### DIRECTIVE
Starting with the line that contains "Put a dot on each instance of the hilltop" and going on through the line that contains "column 582, row 42", both included, render the lines below as a Markdown table with the columns Row and Line. Number each row and leave out blank lines.

### GIVEN RECORDS

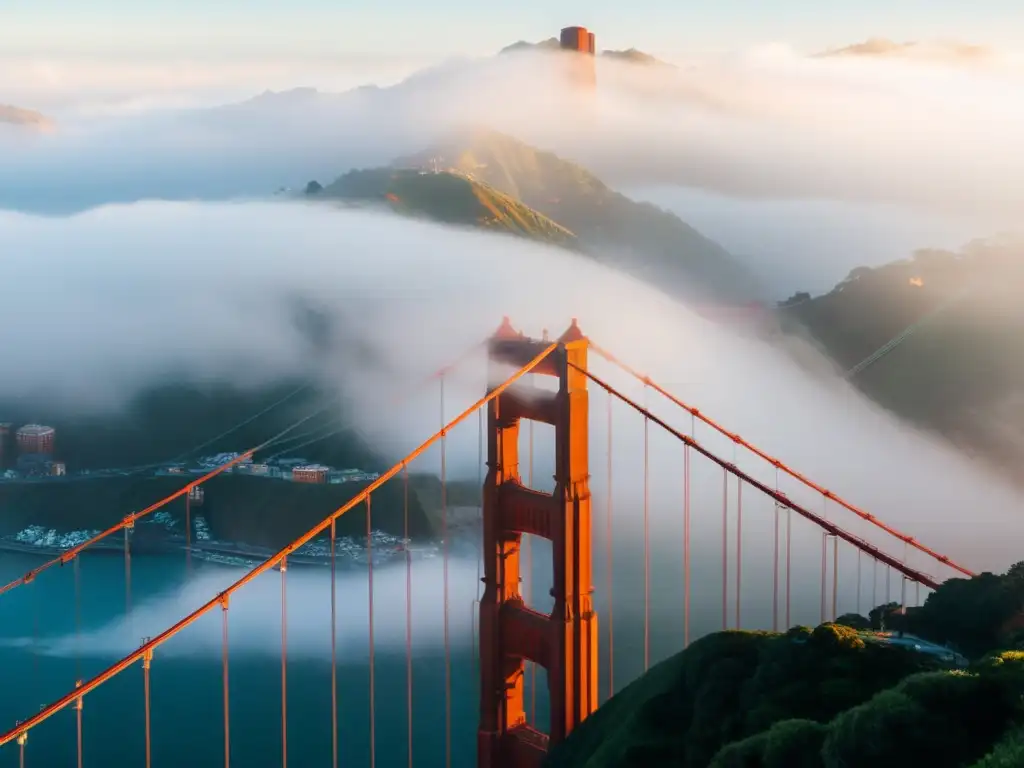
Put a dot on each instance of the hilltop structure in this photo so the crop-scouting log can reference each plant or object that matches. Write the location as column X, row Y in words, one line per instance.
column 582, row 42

---

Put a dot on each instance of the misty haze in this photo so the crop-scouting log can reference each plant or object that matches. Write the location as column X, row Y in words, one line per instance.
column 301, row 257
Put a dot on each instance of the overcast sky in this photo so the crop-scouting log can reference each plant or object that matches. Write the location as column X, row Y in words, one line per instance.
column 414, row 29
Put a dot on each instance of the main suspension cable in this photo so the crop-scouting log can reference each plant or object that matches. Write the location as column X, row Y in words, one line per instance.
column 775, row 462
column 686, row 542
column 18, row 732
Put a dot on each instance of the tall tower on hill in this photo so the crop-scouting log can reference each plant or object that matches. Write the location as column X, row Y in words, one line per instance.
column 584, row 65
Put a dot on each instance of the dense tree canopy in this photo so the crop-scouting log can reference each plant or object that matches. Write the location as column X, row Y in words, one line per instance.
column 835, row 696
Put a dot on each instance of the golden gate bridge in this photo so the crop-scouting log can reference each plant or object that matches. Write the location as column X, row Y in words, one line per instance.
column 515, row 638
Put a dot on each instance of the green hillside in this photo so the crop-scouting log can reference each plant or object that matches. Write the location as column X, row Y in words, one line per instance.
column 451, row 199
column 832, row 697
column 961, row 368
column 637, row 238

--

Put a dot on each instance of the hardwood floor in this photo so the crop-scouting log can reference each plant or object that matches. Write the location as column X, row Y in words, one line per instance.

### RESPONSE BELOW
| Row | Line |
|---|---|
| 1 | Put a dot on each instance of the hilltop structure in this photo so the crop-scouting log can reference each plant or object that matches. Write the location as column X, row Y in words, one line per instance. |
| 2 | column 582, row 42 |